**提供テキスト**
══════════

コロナ禍のため3年ぶりの通常開催となった今年の相馬野馬追には、五郷騎馬会(宇多郷、北郷、中ノ郷、小高郷、標葉郷)から350騎ほどが出陣した。
甲冑をまとった騎馬武者が街中を進軍する「騎馬武者行列」、旗指物を背にした武者たちによる「甲冑競馬」、空から舞い降りる神旗を奪い合う「神旗争奪戦」、騎馬武者たちが裸馬を追い込む「野馬懸(のまかけ)」などが、大勢の観客の前で行われた。
出陣する馬の約9割が元競走馬
相馬野馬追に出陣する馬の9割ほどが元競走馬だ。つまり、この祭は、引退した競走馬が「第2の馬生」を歩むうえで、非常に大きな受け皿となっているのである。
今年もたくさんの元競走馬が、新たな役目を懸命にこなす姿を見ることができた。なかには、「あの馬はここにいたのか!」と話題になり、ツイッターのトレンドワードになった馬もいた。

══════════

**提供素材**
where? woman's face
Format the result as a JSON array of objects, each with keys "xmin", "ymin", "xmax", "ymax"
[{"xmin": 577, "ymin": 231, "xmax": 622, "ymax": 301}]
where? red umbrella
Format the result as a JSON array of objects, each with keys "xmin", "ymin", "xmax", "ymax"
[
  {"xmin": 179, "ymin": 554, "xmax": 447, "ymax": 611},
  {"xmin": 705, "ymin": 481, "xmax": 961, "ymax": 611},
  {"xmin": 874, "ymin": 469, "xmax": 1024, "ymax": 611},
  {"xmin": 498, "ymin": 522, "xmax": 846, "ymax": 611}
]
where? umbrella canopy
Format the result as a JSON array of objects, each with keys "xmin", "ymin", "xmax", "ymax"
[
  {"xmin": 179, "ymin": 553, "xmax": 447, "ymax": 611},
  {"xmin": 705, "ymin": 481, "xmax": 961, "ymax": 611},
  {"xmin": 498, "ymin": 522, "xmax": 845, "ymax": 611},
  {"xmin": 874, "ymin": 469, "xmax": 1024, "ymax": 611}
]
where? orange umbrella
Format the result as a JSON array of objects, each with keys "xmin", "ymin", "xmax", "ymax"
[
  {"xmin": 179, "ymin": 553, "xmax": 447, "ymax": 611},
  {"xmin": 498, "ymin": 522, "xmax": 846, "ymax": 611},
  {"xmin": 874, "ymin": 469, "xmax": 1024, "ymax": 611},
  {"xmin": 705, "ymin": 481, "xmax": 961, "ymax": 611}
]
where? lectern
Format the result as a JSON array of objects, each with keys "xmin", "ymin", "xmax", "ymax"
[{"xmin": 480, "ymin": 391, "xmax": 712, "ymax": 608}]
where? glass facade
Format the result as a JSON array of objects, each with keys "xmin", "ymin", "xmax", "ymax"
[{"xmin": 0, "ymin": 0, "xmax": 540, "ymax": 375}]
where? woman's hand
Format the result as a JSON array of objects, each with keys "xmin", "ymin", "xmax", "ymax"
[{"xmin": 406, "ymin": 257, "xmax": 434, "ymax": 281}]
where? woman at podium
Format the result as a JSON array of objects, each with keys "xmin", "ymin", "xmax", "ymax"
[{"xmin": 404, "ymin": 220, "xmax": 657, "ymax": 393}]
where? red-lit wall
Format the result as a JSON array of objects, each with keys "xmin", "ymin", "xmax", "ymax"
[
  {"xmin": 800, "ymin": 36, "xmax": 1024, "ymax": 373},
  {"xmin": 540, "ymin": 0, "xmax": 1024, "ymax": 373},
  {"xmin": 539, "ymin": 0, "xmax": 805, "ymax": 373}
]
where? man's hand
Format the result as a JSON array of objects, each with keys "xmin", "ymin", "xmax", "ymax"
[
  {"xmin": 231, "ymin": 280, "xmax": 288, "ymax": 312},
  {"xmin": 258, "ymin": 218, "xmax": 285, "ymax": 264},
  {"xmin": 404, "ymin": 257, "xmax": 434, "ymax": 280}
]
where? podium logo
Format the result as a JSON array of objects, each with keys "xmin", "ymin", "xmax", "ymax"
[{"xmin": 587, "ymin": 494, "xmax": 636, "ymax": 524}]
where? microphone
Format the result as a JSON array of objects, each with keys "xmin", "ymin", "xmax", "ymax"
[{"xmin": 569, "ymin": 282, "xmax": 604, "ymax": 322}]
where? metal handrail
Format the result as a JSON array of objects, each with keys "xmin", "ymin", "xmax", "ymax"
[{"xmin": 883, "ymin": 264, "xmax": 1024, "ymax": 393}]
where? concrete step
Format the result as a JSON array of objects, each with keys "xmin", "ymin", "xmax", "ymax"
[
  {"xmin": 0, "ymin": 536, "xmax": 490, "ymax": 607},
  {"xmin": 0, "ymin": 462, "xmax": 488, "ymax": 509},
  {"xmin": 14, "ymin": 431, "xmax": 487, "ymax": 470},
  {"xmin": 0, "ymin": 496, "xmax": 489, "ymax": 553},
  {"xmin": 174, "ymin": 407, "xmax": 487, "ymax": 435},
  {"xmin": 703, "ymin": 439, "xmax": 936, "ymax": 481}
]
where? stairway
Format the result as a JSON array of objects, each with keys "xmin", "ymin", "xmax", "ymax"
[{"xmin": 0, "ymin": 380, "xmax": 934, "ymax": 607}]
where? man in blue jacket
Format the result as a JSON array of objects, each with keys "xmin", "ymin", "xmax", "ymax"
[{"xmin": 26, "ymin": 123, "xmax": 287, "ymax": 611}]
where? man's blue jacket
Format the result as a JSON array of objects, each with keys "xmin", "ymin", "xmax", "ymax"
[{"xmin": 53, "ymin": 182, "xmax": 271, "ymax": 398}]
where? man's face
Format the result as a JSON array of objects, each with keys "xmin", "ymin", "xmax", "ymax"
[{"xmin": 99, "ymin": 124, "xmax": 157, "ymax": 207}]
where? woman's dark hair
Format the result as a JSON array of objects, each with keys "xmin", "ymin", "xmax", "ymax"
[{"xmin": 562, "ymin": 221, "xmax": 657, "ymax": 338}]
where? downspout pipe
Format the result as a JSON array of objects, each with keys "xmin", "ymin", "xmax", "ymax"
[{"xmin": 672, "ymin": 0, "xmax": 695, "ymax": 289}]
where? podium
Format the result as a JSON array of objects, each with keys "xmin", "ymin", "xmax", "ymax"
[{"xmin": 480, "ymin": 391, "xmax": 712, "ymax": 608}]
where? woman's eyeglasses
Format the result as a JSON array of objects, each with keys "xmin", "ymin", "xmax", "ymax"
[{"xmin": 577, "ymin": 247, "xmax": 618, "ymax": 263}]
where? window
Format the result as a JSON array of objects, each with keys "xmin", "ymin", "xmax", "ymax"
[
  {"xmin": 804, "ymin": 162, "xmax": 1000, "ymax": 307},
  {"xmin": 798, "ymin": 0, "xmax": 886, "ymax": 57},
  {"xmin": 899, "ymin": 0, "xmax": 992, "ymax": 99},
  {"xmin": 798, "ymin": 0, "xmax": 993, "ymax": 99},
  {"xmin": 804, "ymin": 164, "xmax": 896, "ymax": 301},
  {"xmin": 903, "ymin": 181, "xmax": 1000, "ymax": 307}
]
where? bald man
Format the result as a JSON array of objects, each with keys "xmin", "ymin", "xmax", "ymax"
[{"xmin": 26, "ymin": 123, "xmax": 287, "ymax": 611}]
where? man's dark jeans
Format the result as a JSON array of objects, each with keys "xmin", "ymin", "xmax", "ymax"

══════════

相馬野馬追に関する提供テキストでは、相馬野馬追に出陣する馬のうち元競走馬が占める割合はどの程度とされているか。

約9割。